(Job)
Tally the lines of the records below that contain the string "turtle", treating uppercase and lowercase as different, and give only the number.

__________

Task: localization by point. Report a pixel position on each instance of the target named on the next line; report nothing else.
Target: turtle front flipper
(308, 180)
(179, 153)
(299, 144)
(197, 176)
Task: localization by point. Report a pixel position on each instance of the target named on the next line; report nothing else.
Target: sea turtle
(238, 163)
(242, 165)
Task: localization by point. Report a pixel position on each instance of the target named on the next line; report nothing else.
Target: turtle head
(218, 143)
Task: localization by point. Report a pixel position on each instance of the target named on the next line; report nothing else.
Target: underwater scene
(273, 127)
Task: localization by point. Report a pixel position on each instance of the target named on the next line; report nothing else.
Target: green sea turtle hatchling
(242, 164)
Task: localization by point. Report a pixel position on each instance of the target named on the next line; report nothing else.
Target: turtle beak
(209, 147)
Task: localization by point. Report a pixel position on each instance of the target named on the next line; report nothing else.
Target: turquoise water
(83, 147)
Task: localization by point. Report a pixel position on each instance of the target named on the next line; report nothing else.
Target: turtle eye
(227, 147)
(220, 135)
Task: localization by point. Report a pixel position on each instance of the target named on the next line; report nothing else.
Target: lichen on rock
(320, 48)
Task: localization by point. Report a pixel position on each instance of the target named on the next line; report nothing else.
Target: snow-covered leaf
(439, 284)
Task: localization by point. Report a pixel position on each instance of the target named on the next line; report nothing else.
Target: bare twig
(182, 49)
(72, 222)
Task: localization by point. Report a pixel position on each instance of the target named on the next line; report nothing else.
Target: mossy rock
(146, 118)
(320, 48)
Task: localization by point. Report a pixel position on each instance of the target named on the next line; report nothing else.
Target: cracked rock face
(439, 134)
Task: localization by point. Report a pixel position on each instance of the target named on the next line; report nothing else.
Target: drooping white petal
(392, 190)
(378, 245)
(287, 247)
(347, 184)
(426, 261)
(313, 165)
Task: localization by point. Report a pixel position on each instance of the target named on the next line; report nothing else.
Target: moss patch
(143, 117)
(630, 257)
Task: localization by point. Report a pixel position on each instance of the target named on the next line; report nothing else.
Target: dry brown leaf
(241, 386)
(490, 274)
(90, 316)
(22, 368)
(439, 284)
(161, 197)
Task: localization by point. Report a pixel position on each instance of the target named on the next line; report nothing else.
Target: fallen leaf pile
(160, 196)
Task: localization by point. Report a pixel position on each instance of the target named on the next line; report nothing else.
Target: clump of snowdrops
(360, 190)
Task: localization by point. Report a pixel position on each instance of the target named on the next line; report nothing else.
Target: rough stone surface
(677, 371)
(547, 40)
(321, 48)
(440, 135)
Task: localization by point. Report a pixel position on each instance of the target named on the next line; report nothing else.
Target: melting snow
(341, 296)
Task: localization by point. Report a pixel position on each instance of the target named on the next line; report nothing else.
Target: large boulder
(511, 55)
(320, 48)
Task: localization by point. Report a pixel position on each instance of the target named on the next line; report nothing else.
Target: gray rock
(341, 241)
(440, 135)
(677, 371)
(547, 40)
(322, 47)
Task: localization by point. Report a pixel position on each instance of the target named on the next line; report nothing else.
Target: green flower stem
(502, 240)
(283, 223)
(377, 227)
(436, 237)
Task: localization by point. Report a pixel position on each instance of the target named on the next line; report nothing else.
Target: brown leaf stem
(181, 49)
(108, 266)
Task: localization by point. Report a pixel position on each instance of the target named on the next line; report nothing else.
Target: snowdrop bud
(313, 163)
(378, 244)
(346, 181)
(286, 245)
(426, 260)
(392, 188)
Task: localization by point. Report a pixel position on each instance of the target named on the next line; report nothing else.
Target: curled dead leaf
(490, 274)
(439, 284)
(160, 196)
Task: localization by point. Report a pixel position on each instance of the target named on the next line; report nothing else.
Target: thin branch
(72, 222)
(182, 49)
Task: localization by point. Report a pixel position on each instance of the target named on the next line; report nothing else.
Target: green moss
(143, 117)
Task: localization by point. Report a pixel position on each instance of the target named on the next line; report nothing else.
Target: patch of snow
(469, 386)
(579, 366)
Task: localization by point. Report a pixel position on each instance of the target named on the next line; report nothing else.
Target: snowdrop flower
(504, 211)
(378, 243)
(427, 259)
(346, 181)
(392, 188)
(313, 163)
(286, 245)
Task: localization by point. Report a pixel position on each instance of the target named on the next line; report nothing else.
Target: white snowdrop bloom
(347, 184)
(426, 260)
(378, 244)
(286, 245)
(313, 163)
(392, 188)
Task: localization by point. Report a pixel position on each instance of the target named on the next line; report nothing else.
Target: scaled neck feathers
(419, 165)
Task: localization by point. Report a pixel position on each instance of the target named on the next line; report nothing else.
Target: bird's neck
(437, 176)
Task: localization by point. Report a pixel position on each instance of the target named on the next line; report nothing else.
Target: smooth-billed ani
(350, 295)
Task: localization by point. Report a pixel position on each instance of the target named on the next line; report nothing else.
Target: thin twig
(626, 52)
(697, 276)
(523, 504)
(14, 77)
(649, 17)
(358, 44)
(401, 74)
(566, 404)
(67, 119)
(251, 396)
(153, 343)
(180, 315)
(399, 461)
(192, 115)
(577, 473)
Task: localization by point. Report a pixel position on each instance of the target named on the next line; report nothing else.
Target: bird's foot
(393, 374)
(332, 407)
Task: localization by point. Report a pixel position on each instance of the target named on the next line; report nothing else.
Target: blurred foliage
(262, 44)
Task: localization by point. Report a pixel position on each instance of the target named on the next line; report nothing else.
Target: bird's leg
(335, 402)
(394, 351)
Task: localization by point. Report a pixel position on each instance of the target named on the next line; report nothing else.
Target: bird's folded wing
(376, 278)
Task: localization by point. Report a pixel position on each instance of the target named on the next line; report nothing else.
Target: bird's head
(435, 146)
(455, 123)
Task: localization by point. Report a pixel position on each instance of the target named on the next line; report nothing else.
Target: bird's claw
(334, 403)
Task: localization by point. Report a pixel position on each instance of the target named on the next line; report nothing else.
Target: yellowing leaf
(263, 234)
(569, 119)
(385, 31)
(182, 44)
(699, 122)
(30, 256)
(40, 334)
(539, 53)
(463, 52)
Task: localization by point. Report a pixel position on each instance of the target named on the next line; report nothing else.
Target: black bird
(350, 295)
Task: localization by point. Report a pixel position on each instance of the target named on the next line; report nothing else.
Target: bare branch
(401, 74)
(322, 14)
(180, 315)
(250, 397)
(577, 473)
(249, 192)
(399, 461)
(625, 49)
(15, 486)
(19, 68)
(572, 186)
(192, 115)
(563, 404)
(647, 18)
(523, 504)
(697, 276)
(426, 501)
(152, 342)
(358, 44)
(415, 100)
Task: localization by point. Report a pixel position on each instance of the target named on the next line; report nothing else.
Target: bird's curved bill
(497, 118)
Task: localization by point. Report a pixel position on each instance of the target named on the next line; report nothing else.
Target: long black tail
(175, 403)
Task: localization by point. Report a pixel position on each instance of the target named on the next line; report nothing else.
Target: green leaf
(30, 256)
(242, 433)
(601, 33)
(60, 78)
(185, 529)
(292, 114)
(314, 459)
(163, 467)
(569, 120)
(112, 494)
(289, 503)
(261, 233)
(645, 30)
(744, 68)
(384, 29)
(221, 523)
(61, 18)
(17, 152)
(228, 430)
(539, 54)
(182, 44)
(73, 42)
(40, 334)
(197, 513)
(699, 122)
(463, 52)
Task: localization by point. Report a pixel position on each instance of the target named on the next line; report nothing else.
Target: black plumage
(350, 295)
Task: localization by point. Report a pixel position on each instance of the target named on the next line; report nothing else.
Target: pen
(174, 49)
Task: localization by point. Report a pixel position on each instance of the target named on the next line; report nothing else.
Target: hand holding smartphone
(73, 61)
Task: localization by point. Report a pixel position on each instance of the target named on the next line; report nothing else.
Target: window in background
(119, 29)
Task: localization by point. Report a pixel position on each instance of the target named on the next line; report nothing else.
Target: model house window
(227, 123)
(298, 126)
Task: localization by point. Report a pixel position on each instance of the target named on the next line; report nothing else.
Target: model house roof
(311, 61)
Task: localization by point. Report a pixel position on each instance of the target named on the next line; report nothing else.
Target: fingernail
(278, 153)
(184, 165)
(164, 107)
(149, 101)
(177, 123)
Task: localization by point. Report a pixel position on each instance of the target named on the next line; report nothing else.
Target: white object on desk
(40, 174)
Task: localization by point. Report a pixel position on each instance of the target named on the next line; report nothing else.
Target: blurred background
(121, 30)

__________

(Right answer)
6